How to complete this task - Search for the word "black" in the entries. Each line that holds it should be copied.

★ ★ ★ ★

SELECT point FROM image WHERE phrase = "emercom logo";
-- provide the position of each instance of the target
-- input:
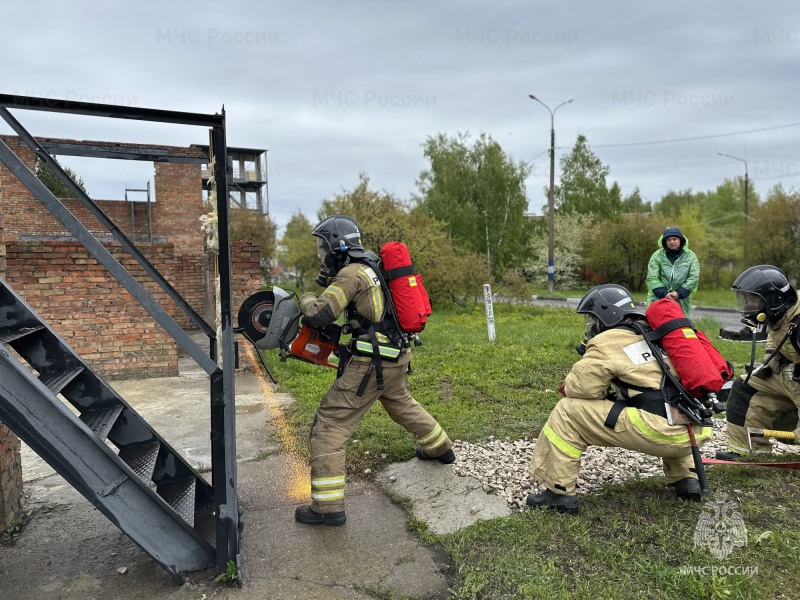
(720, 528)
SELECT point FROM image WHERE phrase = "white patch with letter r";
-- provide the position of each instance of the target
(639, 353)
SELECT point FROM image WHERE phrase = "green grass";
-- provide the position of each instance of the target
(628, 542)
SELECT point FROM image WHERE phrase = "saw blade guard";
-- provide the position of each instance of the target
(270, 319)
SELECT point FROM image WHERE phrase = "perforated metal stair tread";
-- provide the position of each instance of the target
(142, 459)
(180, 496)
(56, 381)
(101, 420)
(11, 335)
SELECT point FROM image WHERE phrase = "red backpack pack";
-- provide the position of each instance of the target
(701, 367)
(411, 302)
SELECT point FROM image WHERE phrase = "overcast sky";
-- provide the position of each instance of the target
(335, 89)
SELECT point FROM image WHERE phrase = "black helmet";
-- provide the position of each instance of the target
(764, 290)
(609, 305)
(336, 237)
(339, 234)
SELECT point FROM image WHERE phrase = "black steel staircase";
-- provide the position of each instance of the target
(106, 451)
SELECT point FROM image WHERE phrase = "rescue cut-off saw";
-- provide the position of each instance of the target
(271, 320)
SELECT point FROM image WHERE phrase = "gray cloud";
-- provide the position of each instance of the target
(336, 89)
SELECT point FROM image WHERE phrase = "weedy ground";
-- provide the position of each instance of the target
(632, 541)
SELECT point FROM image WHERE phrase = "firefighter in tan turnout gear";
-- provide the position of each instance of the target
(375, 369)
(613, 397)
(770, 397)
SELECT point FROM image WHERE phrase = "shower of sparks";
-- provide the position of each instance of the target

★ ★ ★ ★

Output for this exercise -
SELECT point FROM image WHERE phrase = "black helmet";
SELECT point FROM image WHERE phrase = "black steel staircase";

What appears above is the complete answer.